- _SELECTED EXTRACT_:
Krishnasamy Subramaniyam (20 April 1904 – 7 April 1971) was an Indian film director of the 1930s and 1940s. Dancer Padma Subrahmanyam is his daughter.

Biography
Subramanyam was involved in the establishment of the Tamil film industry. He was born in a Brahmin family. He started his film career as a scenarist and producer, working on P. K. Raja Sandow's silent films such as Peyum Pennum. He started Meenakshi Cineton with Alagappa Chettiar, directing his first film Pavalakkodi, in which the Tamil film star M. K. Thyagaraja Bhagavathar debuted. He made a shift with the politically emphatic Balayogini, criticizing the caste system prevalent then.

In 1938, he made Sevasadanam, advocating a better deal for women, the saint film Bhaktha Chetha, critiquing untouchability and the war effort film Maanasamrakshanam. His best-known work is Thyaga Bhoomi. Thyaga Bhoomi was a novel by Kalki Krishnamurthy, which was banned by the British government. He also directed the Malayalam film Prahlada (1941), which was scripted by noted playwright N. P. Chellappan Nair. He was one of the founders of Nadigar Sangam in 1952.

- _WHAT IS EXPECTED_:
Give again, word for word, the part of the biography of this film director that runs from "Krishnasamy Subramaniyam (20" down to "system prevalent then.". The records that come next have nothing to do with this.

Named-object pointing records

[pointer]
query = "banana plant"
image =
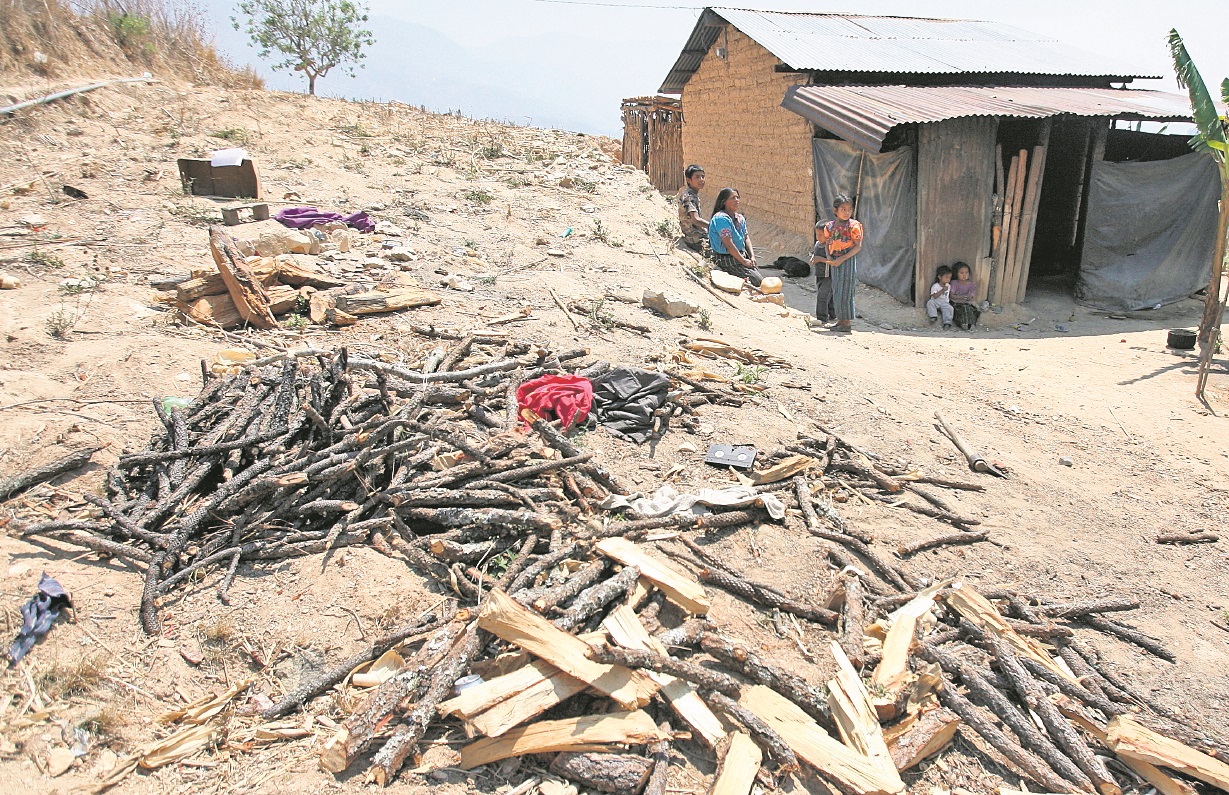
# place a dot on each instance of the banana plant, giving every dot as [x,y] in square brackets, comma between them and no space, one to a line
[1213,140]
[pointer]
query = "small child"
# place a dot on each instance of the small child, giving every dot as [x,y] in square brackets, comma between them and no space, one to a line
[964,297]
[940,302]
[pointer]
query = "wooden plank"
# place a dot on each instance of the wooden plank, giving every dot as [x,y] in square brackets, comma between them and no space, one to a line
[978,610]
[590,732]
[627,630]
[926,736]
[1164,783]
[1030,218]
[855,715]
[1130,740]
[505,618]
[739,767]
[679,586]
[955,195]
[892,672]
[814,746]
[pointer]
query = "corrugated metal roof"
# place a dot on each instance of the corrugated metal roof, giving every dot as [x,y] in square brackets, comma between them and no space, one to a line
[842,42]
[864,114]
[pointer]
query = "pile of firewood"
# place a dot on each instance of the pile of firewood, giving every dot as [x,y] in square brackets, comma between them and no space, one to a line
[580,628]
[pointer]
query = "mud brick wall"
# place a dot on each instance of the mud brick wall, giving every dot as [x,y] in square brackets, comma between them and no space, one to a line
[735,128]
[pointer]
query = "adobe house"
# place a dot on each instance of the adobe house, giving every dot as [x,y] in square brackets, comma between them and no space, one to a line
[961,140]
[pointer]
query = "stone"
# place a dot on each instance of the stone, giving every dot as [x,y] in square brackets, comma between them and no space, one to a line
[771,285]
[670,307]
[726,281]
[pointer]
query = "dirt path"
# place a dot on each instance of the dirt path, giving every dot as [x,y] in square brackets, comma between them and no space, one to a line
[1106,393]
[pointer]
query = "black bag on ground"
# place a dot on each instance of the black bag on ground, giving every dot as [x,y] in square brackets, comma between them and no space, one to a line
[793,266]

- _EXERCISE RESULT_:
Krishnasamy Subramaniyam (20 April 1904 – 7 April 1971) was an Indian film director of the 1930s and 1940s. Dancer Padma Subrahmanyam is his daughter.

Biography
Subramanyam was involved in the establishment of the Tamil film industry. He was born in a Brahmin family. He started his film career as a scenarist and producer, working on P. K. Raja Sandow's silent films such as Peyum Pennum. He started Meenakshi Cineton with Alagappa Chettiar, directing his first film Pavalakkodi, in which the Tamil film star M. K. Thyagaraja Bhagavathar debuted. He made a shift with the politically emphatic Balayogini, criticizing the caste system prevalent then.